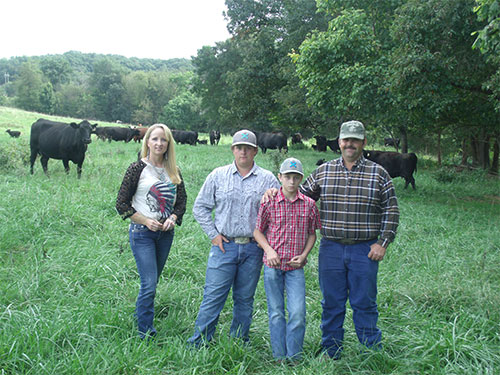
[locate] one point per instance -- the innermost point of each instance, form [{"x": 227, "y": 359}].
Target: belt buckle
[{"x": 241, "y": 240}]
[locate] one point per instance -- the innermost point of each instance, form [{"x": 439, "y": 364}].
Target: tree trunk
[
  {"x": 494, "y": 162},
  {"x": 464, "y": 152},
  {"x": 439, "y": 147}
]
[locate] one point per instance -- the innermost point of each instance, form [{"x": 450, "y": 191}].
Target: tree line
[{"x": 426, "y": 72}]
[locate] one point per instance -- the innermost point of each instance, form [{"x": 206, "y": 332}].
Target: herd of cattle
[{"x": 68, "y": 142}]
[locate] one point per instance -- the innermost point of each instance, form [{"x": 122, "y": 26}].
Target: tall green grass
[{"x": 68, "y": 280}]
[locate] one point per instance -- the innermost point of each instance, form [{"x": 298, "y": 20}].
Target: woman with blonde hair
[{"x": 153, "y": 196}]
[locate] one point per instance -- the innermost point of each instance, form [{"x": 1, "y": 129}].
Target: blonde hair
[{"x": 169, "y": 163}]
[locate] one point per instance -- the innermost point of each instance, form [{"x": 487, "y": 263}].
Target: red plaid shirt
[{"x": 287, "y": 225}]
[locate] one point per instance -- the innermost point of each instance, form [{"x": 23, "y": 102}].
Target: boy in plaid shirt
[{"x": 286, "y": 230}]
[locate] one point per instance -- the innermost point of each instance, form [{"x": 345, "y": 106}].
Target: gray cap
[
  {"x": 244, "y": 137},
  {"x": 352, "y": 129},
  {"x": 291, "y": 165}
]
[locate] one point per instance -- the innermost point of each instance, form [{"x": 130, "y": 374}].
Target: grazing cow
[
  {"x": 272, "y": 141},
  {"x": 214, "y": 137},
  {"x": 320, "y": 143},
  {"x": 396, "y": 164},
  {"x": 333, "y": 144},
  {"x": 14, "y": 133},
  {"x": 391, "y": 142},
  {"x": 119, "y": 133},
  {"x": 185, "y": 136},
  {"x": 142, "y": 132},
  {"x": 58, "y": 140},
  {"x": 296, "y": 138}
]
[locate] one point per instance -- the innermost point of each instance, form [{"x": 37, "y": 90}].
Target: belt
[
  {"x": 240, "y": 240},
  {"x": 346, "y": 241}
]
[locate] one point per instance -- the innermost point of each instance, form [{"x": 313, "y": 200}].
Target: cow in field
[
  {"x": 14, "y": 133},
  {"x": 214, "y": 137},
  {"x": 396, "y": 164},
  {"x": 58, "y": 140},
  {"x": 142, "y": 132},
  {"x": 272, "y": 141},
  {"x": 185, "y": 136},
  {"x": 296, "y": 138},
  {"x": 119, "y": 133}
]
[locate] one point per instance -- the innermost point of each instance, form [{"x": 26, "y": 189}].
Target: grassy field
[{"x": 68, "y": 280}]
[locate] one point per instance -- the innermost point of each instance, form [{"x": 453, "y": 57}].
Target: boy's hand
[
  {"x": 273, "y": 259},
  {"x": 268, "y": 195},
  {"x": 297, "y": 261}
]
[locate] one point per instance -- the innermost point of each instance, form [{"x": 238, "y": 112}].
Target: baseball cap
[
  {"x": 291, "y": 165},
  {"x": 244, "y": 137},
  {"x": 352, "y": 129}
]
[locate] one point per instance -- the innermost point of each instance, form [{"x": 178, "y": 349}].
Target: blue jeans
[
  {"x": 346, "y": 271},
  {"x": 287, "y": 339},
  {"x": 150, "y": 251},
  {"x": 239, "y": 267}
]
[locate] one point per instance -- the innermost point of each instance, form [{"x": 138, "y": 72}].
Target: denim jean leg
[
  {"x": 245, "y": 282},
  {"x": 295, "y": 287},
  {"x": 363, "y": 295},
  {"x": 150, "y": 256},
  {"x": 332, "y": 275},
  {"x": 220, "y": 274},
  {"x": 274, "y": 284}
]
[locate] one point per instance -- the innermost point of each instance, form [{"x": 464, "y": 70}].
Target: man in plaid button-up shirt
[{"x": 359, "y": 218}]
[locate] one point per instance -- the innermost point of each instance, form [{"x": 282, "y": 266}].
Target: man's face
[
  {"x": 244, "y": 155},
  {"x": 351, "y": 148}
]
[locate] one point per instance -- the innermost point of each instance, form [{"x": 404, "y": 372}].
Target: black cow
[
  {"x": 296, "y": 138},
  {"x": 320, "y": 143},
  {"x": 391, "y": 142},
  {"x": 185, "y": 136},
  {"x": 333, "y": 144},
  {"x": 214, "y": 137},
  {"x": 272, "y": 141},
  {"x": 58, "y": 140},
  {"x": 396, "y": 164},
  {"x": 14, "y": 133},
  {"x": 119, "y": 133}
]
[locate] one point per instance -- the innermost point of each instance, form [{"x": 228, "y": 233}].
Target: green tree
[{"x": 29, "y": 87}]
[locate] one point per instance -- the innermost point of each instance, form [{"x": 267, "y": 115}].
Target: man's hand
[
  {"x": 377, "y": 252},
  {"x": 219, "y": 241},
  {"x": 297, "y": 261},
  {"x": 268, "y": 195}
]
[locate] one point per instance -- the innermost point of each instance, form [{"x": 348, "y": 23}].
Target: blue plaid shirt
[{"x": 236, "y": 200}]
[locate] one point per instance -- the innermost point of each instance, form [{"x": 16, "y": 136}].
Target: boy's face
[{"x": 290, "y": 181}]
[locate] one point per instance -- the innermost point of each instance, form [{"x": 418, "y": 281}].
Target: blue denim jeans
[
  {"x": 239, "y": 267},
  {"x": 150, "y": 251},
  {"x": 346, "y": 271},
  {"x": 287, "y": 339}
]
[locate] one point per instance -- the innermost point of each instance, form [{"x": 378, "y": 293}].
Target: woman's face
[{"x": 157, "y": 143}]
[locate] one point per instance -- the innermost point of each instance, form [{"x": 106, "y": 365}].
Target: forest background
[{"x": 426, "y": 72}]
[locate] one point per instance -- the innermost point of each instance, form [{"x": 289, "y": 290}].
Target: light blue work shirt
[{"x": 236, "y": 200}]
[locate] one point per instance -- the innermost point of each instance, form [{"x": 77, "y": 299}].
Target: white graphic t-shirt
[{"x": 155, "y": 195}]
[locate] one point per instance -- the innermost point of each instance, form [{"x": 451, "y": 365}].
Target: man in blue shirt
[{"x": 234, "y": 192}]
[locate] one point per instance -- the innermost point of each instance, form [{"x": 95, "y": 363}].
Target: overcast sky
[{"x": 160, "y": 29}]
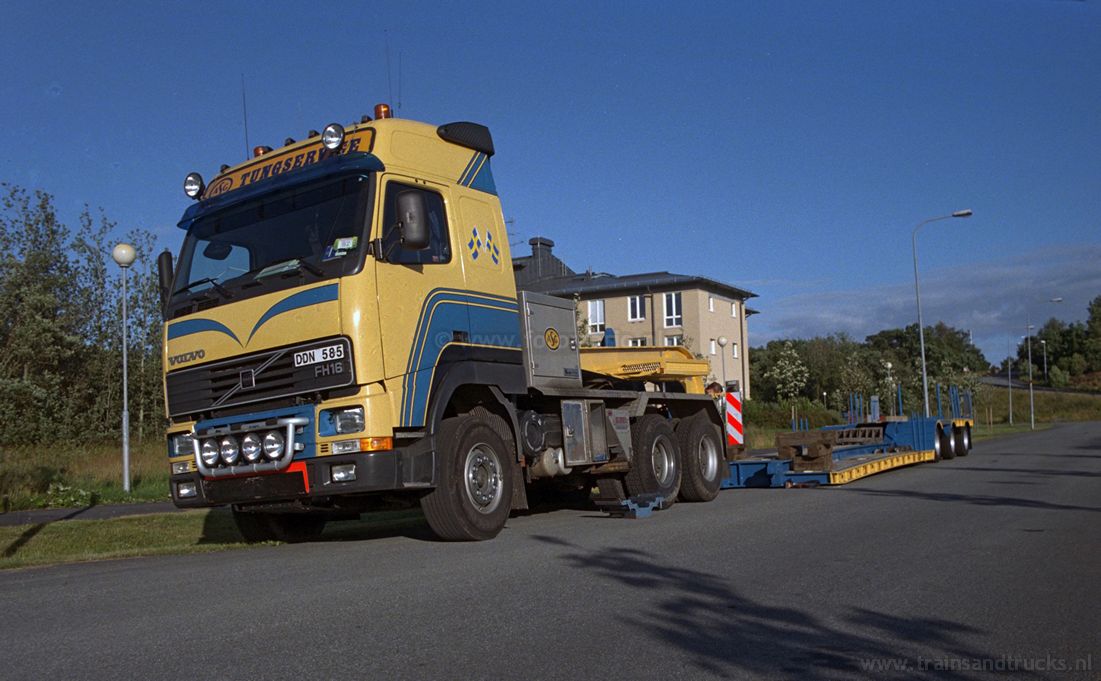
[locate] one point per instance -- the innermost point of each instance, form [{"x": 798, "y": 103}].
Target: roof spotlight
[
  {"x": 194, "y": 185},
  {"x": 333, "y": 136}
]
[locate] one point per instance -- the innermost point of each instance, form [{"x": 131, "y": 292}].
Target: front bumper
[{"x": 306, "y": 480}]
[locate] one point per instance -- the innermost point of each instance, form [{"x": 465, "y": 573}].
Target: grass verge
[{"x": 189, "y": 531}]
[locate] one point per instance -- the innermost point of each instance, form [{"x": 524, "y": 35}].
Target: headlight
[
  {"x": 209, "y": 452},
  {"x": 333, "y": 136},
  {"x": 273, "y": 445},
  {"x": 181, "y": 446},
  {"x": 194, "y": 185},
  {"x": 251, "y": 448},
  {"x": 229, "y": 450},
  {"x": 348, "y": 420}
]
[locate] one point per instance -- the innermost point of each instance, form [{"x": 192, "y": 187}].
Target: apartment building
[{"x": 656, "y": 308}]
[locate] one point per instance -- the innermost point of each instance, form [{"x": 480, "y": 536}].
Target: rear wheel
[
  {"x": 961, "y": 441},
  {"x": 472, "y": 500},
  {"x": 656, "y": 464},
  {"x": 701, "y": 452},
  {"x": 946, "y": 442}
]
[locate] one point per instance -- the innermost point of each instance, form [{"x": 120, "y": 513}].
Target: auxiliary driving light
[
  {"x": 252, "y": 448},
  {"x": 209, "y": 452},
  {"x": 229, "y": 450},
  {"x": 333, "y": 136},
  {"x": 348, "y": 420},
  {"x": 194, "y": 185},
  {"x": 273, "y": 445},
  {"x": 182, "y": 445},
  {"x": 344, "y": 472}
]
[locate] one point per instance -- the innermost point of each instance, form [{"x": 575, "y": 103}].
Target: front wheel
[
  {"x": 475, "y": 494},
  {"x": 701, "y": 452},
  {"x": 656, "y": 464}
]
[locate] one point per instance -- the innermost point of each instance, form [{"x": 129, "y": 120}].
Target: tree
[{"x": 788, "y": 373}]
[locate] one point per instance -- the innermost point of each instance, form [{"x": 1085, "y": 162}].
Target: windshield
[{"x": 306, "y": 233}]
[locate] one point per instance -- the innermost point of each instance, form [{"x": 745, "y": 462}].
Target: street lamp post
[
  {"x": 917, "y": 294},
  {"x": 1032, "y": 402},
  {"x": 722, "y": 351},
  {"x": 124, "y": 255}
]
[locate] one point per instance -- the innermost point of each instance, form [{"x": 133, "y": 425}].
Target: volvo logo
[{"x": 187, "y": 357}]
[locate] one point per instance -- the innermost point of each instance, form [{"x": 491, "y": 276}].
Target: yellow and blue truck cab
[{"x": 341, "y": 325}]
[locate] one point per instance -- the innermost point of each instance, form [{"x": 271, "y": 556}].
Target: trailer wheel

» Stated task
Show every line from the entries above that contains the word "face".

» Solution for this exercise
Target: man's face
Target: boy's face
Target: woman's face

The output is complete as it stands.